• What to do:
Copy the listing below line for line, changing nothing.

(Saved data entries)
* * * * * * *

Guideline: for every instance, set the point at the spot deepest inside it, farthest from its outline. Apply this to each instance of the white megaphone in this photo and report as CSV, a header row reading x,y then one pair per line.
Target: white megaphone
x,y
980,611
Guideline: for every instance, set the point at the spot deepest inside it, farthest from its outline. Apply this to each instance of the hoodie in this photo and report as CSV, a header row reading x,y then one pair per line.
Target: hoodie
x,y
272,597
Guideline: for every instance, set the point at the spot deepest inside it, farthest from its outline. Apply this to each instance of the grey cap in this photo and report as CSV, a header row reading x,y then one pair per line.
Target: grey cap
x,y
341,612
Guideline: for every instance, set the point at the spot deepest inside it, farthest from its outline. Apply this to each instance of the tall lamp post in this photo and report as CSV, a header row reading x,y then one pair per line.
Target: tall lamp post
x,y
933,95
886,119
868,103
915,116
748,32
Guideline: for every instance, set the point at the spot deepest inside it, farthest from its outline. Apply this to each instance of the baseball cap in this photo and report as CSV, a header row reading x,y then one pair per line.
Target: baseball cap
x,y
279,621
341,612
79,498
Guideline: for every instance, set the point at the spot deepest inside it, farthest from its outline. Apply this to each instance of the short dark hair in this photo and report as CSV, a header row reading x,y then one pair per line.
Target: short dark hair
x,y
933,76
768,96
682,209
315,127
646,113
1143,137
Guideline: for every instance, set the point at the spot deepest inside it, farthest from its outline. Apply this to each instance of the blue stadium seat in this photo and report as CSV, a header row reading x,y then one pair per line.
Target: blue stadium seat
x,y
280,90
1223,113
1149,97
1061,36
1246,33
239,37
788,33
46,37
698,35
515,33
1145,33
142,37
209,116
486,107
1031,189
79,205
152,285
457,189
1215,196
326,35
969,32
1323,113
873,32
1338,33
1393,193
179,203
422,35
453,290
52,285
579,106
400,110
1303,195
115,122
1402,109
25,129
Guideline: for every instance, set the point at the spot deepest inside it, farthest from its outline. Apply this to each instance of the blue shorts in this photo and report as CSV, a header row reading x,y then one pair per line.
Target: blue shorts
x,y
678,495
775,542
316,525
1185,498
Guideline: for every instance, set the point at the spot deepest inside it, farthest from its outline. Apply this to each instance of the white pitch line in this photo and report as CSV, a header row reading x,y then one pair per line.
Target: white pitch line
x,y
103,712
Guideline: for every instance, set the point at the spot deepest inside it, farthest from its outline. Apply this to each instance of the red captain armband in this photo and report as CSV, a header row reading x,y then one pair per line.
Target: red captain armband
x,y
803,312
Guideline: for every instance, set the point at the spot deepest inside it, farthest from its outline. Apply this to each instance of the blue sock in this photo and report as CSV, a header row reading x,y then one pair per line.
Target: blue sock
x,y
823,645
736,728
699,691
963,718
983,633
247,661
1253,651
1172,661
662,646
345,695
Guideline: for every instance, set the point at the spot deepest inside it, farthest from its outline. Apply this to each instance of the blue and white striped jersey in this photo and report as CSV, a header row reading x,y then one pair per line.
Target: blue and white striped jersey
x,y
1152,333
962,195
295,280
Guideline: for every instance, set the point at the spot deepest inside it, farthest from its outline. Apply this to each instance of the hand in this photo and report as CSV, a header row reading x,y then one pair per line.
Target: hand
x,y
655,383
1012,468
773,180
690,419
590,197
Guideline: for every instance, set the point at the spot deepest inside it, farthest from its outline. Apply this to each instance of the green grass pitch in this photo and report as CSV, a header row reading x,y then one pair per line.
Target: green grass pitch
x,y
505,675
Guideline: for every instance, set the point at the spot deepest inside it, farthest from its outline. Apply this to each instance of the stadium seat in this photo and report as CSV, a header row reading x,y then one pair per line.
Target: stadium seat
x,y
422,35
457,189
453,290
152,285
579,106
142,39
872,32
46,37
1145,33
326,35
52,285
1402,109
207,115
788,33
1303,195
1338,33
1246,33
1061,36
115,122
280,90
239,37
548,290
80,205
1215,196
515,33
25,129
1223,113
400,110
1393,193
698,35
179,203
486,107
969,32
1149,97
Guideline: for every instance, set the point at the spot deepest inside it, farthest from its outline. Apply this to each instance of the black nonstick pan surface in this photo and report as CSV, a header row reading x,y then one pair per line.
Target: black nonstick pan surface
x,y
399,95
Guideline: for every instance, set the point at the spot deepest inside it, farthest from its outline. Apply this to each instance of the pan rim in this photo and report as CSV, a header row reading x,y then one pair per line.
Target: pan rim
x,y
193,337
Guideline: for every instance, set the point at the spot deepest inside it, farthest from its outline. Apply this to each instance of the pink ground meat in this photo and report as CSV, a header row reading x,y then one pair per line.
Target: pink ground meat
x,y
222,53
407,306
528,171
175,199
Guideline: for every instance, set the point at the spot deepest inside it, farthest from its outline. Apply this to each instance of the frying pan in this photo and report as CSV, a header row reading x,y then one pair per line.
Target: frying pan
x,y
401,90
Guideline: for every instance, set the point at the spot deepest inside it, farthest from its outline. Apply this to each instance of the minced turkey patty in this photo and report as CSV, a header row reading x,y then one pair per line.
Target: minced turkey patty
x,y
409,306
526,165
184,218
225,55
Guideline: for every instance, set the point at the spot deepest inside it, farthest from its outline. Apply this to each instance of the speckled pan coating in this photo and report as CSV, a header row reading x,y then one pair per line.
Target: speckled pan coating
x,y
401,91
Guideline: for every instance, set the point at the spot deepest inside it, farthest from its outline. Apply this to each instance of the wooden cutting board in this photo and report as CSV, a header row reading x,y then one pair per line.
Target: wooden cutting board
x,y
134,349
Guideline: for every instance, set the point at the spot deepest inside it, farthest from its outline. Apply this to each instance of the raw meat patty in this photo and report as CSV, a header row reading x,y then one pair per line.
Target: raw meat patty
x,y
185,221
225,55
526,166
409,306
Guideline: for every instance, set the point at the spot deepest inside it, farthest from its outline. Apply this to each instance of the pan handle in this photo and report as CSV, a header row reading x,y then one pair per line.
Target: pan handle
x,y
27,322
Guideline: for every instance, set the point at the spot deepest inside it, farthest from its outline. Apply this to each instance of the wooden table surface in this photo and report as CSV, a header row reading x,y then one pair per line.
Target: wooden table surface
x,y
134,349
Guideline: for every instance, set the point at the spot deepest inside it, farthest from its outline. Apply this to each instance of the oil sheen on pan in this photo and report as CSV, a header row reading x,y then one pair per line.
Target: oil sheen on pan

* * * * * * *

• Result for this exercise:
Guideline: for every instance, set the point at the spot deepest inside it, farthest from its outline. Apply this to each instance of the white megaphone in this photo and report as CSV, a header row reading x,y then one pair per line.
Target: white megaphone
x,y
980,611
Guideline: for every instance, set the point at the spot deepest inside it, farthest from its outline. Apply this to each instance of the hoodie in this photo and report as CSV, a header row reading x,y then one pair per line.
Target: hoodie
x,y
272,597
Guideline: for every instance, set the point at the spot deepest inside it, farthest from its outline. Apply this to each instance of the grey cap in this photo and report as CSV, a header row reading x,y then one pair per line.
Target: grey cap
x,y
341,612
Guideline: for every instance, set the point at the spot deepest inside it, farthest from its outline. Apply this to each instance of the tall lamp post in this photo and report as CSV, a header row reading x,y then one pair per line.
Target: tall lamp post
x,y
933,95
886,119
868,103
915,116
748,32
Guideline: for every instance, set the point at the spot deepest inside it, farthest from its outline. Apply this to each instance of the baseball cap in this photo and report as CSV, a header row reading x,y then one pair per line.
Target: baseball cap
x,y
279,621
341,612
79,498
Guideline: for every instance, set the point at the spot deepest inside it, farthest from its outline. Apply this to each instance of the short dark hair in this photo and report as CSV, a header row reading x,y then one pair per line.
Target: short dark hair
x,y
933,76
768,96
682,209
315,127
646,113
1143,137
Guideline: for every instance, set the point at the spot deepest inside it, farthest from its outline. Apply this to each instance of the blue stadium seat in this photo and report as CSV, a header row reading x,y then one pair per line.
Target: blue stadium seat
x,y
280,90
1223,113
1149,97
1061,36
1246,33
239,37
788,33
46,37
698,35
515,33
1145,33
142,37
209,116
486,107
1031,189
79,205
152,285
457,189
1215,196
326,35
969,32
1323,113
873,32
1338,33
1393,193
179,203
422,35
453,290
52,285
579,106
400,110
1303,195
115,122
1402,109
25,129
Guideline: for every instance, set the point at the spot deepest inside it, farthest from its outline. Apply this to each instance of the blue shorts in this photo and report as CSV, a header row reading x,y then one pair per line.
Target: blue shorts
x,y
678,495
775,542
316,525
1185,498
Guideline: for every instance, set the point at the spot deepest inside it, farthest from its outline. Apply this to each instance of the white pitch line in this photo and report as CSV, a header row reading x,y then one pair per line.
Target: white pitch line
x,y
103,712
Guideline: for every instance, set the point at the spot deepest inside it, farthest from its outline. Apply this to each instance of the red captain armband in this photo and report as CSV, a header row reading x,y then one pair per line.
Target: red captain armband
x,y
803,312
Guideline: for every instance, set the point at the spot deepest inside it, farthest from its outline. Apply this to each instance of the blue sock in this photo and report as CSV, a header row reading x,y then one pair per line.
Target: blue sock
x,y
823,645
736,728
699,691
963,718
983,633
247,661
1253,651
1172,661
662,646
345,695
Guideline: for every instance, set the point at the spot deepest inside it, farthest from its outline. Apply this to each instance of the blue and white striped jersey in this photo and report as CSV, a header row reading x,y then one pair per line.
Target: blue and white striped jersey
x,y
1152,333
962,195
295,280
Guideline: for every instance, set the point at the spot deepest inside it, farthest from its outline. Apply this to each instance of the hand in this photo and report as CSV, a header row reading x,y then one pair per line.
Target: hand
x,y
655,383
1012,468
773,180
690,419
590,197
Guideline: for every instance, set the point at the spot deepest inside it, farthest from its outline. Apply this to each instance of the green grass pitch in this photo and report as CSV, a header row reading x,y then one pair per line.
Target: green grass pitch
x,y
505,675
Guideline: for every instance, set the point at the spot deepest inside it, farthest from its outline. Apply this to each instance of the stadium seat in this photo and report as CSV, a header row reading x,y then one pair per line.
Target: stadium seat
x,y
422,35
457,189
453,290
152,285
579,106
142,39
872,32
46,37
1145,33
326,35
52,285
1402,109
207,115
788,33
1303,195
1338,33
1246,33
1061,36
115,122
280,90
239,37
548,290
80,205
1215,196
515,33
25,129
1223,113
400,110
1393,193
698,35
179,203
486,107
969,32
1149,97
Guideline: for every instance, set the point at the spot deepest inside it, farthest from its outline. Apply this to each instance of the black nonstick pan surface in this photo and report as CSV, a header row reading x,y then one pair per line.
Target: black nonstick pan surface
x,y
399,95
Guideline: for every instance, set the point at the spot deepest inside it, farthest from its outline. Apply this to each instance of the pan rim in this photo and report as CSV, a header row reading x,y then one pair per line.
Target: pan rim
x,y
193,337
Guideline: for every instance, set the point at the spot deepest inside it, farthest from its outline. Apply this to each instance of the pink ground meat in this photo and report as CSV, a header row reading x,y then one pair per line.
Target: pink ground meat
x,y
222,53
407,306
528,171
175,199
Guideline: for every instance, set the point at the spot deepest inside it, farthest from its outline. Apply this to each instance of the frying pan in this photo and report as CSV, a header row reading x,y then one pair per line.
Target: frying pan
x,y
401,90
Guideline: for every instance, set the point at the spot deepest inside it, farthest from its outline. Apply this to each instance of the minced turkey patty in this photo and report as CSV, a header row reading x,y then one pair per line.
Target: minced turkey patty
x,y
409,306
526,165
184,218
225,55
Guideline: for every instance, set the point at the spot deepest inside it, farthest from its outline. Apply this to each instance of the speckled pan coating in this photo and report as CSV, a header row reading x,y then one pair per line.
Target: speckled pan coating
x,y
401,91
Guideline: for every instance, set the point at the spot deepest inside it, farthest from its outline. Apply this to each instance of the wooden cutting board in this photo and report as CSV, a header row reading x,y then one pair per line.
Target: wooden cutting board
x,y
134,349
Guideline: for every instance, set the point at the spot deepest inside it, farthest from its outline. Apply this to each instance of the raw meat patty in this photo and report as CSV, a header row reading x,y then one pair per line.
Target: raw meat patty
x,y
185,221
225,55
526,166
409,306
Guideline: for every instance, set the point at the spot deepest inside it, farthest from its outline. Apply this to each instance of the pan handle in this photo and report as CSV, a header row reading x,y then one pair per line.
Target: pan handle
x,y
27,322
Guideline: for every instance, set the point at the spot deepest inside it, farthest from its outline. Apply this to each instance of the wooden table surface in this photo and report as CSV, a header row reading x,y then one pair per line.
Target: wooden table surface
x,y
134,349
Guideline: for every instance, set the point at the spot deepest inside it, farthest from its outline. Apply this to each instance of the oil sheen on pan in this photo and report as CSV, a header row reading x,y then one pair per line.
Target: oil sheen on pan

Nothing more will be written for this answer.